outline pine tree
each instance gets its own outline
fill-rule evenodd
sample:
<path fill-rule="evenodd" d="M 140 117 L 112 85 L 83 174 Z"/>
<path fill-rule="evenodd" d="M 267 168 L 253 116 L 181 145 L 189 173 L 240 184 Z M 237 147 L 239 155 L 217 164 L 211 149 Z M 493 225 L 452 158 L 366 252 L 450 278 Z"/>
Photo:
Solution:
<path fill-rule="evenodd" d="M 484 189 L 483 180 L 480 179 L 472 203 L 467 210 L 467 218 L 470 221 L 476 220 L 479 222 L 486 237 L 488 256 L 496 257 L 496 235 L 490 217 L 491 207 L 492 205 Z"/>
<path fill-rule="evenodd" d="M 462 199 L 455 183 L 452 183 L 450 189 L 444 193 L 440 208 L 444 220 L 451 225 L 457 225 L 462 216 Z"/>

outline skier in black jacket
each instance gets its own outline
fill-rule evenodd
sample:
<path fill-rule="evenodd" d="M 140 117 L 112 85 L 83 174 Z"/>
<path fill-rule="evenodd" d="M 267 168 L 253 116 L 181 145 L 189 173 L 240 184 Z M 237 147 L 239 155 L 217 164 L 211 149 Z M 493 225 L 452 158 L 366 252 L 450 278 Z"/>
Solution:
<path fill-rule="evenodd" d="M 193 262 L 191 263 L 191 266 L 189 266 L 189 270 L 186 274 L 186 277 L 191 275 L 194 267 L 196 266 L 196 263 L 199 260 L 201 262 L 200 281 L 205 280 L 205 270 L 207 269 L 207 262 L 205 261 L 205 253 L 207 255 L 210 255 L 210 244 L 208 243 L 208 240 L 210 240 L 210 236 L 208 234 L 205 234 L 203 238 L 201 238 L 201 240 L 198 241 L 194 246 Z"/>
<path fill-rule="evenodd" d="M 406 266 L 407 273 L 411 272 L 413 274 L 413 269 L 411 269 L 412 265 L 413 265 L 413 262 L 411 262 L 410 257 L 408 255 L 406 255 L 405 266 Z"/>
++++
● Exercise directions
Reproduce the material above, substituting "example" for each occurrence of "sample" and leaving every other character unchanged.

● Written response
outline pine tree
each instance gets its own outline
fill-rule evenodd
example:
<path fill-rule="evenodd" d="M 140 117 L 112 85 L 83 174 Z"/>
<path fill-rule="evenodd" d="M 267 168 L 253 116 L 181 145 L 189 173 L 240 184 Z M 237 147 L 239 155 L 217 164 L 211 149 Z M 493 225 L 452 158 L 366 252 L 450 278 Z"/>
Photo:
Solution:
<path fill-rule="evenodd" d="M 484 189 L 483 180 L 480 179 L 472 203 L 467 210 L 467 218 L 470 221 L 476 220 L 479 222 L 486 237 L 488 256 L 496 257 L 496 235 L 490 217 L 491 207 L 492 205 Z"/>
<path fill-rule="evenodd" d="M 462 199 L 455 183 L 452 183 L 450 189 L 444 193 L 440 208 L 444 220 L 451 225 L 457 225 L 462 216 Z"/>

outline skier in black jacket
each instance gets its own outline
fill-rule evenodd
example:
<path fill-rule="evenodd" d="M 140 117 L 112 85 L 83 174 Z"/>
<path fill-rule="evenodd" d="M 267 168 L 253 116 L 181 145 L 189 173 L 240 184 Z M 237 147 L 239 155 L 217 164 L 211 149 Z M 493 225 L 452 158 L 366 252 L 450 278 Z"/>
Solution:
<path fill-rule="evenodd" d="M 193 262 L 191 263 L 191 266 L 189 266 L 189 270 L 186 274 L 186 277 L 191 275 L 194 267 L 196 266 L 196 263 L 199 260 L 201 262 L 200 281 L 205 280 L 205 270 L 207 269 L 207 262 L 205 261 L 205 253 L 207 255 L 210 255 L 210 244 L 208 243 L 208 240 L 210 240 L 210 236 L 208 234 L 205 234 L 203 238 L 201 238 L 201 240 L 198 241 L 194 246 Z"/>
<path fill-rule="evenodd" d="M 406 266 L 407 273 L 411 272 L 413 274 L 413 269 L 411 269 L 412 265 L 413 265 L 413 262 L 411 262 L 410 257 L 408 255 L 406 255 L 405 266 Z"/>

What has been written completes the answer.